Images do not belong in the copy. Retype all the entries below exactly.
⟨
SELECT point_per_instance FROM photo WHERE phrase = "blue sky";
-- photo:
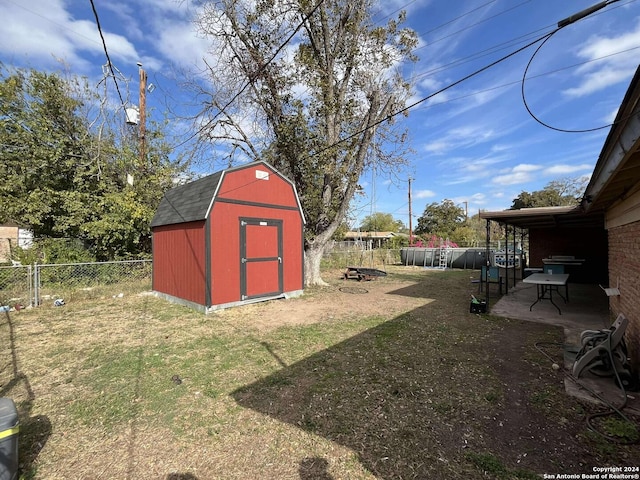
(475, 143)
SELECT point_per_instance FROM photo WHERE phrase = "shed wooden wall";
(179, 261)
(225, 248)
(244, 193)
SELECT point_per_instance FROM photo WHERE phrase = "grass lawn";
(388, 379)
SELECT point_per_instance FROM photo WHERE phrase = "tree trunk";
(312, 258)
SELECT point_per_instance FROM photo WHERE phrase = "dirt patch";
(342, 299)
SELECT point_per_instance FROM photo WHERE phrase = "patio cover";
(546, 217)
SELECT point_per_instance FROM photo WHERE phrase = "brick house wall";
(589, 243)
(623, 225)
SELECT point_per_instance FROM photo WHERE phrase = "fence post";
(30, 280)
(36, 285)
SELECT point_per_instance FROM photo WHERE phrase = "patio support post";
(514, 255)
(488, 256)
(506, 256)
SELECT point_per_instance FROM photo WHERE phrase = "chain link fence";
(36, 284)
(16, 285)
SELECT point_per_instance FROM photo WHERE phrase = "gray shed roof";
(187, 203)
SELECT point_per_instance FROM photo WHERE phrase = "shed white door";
(261, 271)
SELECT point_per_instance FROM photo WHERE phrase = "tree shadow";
(377, 394)
(314, 468)
(34, 430)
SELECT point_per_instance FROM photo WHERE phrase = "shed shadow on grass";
(396, 394)
(35, 430)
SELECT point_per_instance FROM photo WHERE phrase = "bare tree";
(312, 88)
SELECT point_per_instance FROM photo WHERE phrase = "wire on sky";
(561, 24)
(258, 72)
(106, 52)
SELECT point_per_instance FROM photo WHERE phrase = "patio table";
(549, 283)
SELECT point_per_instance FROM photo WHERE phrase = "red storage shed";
(229, 238)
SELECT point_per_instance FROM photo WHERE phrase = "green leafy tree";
(322, 140)
(68, 172)
(558, 193)
(440, 219)
(381, 222)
⟩
## SOLUTION TO THIS PROBLEM
SELECT point_per_instance FROM photo WHERE phrase = "blue sky";
-- photo:
(475, 143)
SELECT point_per_instance FROM photo WHERE phrase = "shed wooden wall";
(179, 261)
(225, 248)
(244, 193)
SELECT point_per_instance FROM photo WHERE phrase = "grass lawn";
(388, 379)
SELECT point_per_instance FROM photo WHERE phrase = "tree trunk";
(312, 258)
SELECT point_per_instance FROM photo WHERE phrase = "dirt patch";
(342, 299)
SELECT point_per_instance FROM photo WHERE phrase = "patio cover";
(546, 217)
SELECT point_per_instance FROM photo WHERE phrase = "brick house wall";
(589, 243)
(623, 225)
SELECT point_per_instance FROM photo WHERE phrase = "fence post";
(30, 280)
(36, 285)
SELECT point_per_instance FROM photo WHERE phrase = "patio support post";
(514, 255)
(488, 256)
(506, 256)
SELECT point_per_instance FROM photo WHERE phrase = "chain link fence";
(36, 284)
(16, 285)
SELECT point_per_instance FROM photo WHERE phrase = "gray shed roof";
(187, 203)
SELECT point_per_instance FROM photo WHERE phrase = "shed white door";
(261, 271)
SELECT point_per_instance FROM photo WHERE phrase = "tree shadow";
(377, 394)
(314, 468)
(34, 430)
SELECT point_per_instance FROM photo WHERE phrase = "shed shadow on grass";
(396, 394)
(35, 430)
SELECT point_per_instance FROM photo WHERE phrase = "bare tree";
(312, 88)
SELECT point_per_instance FROM photo WHERE phrase = "wire on sky";
(561, 24)
(258, 72)
(106, 52)
SELECT point_per_instance FROM photo WHERE phrase = "patio table";
(549, 283)
SELECT point_per_instance FROM photo WHERE phrase = "red storage shed";
(229, 238)
SELECT point_per_instance FROM photo WHERE phrase = "green leafy tree";
(322, 140)
(68, 172)
(558, 193)
(440, 219)
(381, 222)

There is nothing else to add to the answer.